** BEGIN Selected text **

[TK] Add test for fused attention and ops needed (#480)

Groverkss · web-flow · commit bc02c45d0839 · 2024-02-26T02:11:21.000Z
This patch adds a test for f16 attention. The fused_attention kernel
needed dtype conversion so that is also added. As a side effect,
implicit vector conversion (for unary ops) is now also supported.
diff --git a/core/shark_turbine/kernel/_support/tracing.py b/core/shark_turbine/kernel/_support/tracing.py
@@ -203,6 +203,14 @@ def handle_thread_program_id(self, op, axis: int) -> Index:
         )
         return proxy
 
+    def handle_to_dtype(self, op, val, dtype):
+        return self.region_graph.create_proxy(
+            "call_function",
+            op,
+            args=(val, dtype),
+            kwargs={},
+        )
+
     def handle_kernel_buffer_getitem(self, op, kernel_buffer: KernelBuffer, key):
         return self.region_graph.create_proxy(
             "call_function",
@@ -349,7 +357,6 @@ def handle_vector_broadcast_in_dim(self, op, vector, shape, broadcast_dimensions
             i for i in range(len(shape)) if i not in broadcast_dimensions
         )
         permutation = permutation + tuple(broadcast_dimensions)
-        print(permutation)
 
         # Transpose
         return self.region_graph.create_proxy(
diff --git a/core/shark_turbine/kernel/compiler/builder.py b/core/shark_turbine/kernel/compiler/builder.py
@@ -32,12 +32,12 @@
     F64Type,
 )
 
-# TODO: Have a way upstream to check if a floating point type.
-FLOAT_TYPES_ASM = {
-    "bf16",
-    "f16",
-    "f32",
-    "f64",
+# TODO: Use FloatType from upstream when available.
+FLOAT_BITWIDTHS = {
+    "bf16": 16,
+    "f16": 16,
+    "f32": 32,
+    "f64": 64,
     # TODO: FP8 types.
 }
 
@@ -87,28 +87,54 @@ def __init__(
 
 class _ScalarBuilder:
     def is_floating_point_type(self, t: IrType) -> bool:
-        return str(t) in FLOAT_TYPES_ASM
+        # TODO: Use FloatType from upstream when available.
+        return str(t) in FLOAT_BITWIDTHS
 
     def is_integer_type(self, t: IrType) -> bool:
         return IntegerType.isinstance(t)
 
     def is_index_type(self, t: IrType) -> bool:
         return IndexType.isinstance(t)
 
-    def promote(self, value: Value, to_type: IrType) -> Value:
-        value_type = value.type
+    def get_typeclass(self, t: IrType, index_same_as_integer=False) -> str:
+        # If this is a vector type, get the element type.
+        if isinstance(t, VectorType):
+            t = t.element_type
+        if self.is_floating_point_type(t):
+            return "float"

** END Selected text **
** BEGIN Provided data **

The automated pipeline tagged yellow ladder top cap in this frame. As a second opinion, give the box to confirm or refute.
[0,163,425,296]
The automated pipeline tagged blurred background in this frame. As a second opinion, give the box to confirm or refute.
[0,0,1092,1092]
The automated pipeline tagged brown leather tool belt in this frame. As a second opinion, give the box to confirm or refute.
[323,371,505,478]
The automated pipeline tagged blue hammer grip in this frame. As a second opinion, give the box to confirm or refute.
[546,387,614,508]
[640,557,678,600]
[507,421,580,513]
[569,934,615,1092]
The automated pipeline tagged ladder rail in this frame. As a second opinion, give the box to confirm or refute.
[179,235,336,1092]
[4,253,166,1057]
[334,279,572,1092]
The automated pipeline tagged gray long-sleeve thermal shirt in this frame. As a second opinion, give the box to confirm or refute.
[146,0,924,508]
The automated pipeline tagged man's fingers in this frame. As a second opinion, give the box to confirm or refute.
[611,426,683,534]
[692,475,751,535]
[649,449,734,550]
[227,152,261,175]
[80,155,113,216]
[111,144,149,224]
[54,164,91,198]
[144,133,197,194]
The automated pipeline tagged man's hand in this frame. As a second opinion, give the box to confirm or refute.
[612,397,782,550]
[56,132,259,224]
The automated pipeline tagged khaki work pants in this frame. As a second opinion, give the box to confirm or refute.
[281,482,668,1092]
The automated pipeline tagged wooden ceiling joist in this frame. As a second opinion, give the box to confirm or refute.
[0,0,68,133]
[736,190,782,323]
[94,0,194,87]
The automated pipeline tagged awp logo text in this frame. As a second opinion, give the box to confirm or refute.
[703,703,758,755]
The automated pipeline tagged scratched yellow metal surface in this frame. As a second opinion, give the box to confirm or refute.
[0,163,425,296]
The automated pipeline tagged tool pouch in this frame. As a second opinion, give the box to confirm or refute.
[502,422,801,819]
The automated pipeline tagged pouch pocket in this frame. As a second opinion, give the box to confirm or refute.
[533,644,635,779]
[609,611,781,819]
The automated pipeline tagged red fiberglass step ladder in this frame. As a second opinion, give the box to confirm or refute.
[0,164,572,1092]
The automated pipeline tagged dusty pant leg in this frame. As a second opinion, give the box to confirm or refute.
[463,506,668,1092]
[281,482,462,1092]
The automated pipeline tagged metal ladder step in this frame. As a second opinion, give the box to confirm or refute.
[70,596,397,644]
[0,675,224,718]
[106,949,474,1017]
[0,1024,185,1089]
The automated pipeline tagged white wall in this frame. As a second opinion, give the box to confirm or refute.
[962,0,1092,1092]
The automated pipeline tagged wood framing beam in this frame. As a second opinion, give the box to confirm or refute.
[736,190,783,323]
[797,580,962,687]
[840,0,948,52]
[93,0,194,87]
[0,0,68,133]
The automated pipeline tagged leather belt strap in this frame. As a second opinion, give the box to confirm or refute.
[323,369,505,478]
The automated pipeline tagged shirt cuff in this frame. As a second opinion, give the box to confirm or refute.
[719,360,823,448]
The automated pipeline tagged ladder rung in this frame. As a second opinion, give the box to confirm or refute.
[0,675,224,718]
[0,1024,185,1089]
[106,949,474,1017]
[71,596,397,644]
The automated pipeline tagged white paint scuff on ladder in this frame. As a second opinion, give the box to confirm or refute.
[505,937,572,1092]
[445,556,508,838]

** END Provided data **

• _Exercise goal_: From the commit diff, copy everything from "def is_integer_type(self, t: IrType)" down to "the element type.", renaming "IrType" to "MlirType" wherever it appears.

• _Exercise response_:
def is_integer_type(self, t: MlirType) -> bool:
         return IntegerType.isinstance(t)
 
     def is_index_type(self, t: MlirType) -> bool:
         return IndexType.isinstance(t)
 
-    def promote(self, value: Value, to_type: MlirType) -> Value:
-        value_type = value.type
+    def get_typeclass(self, t: MlirType, index_same_as_integer=False) -> str:
+        # If this is a vector type, get the element type.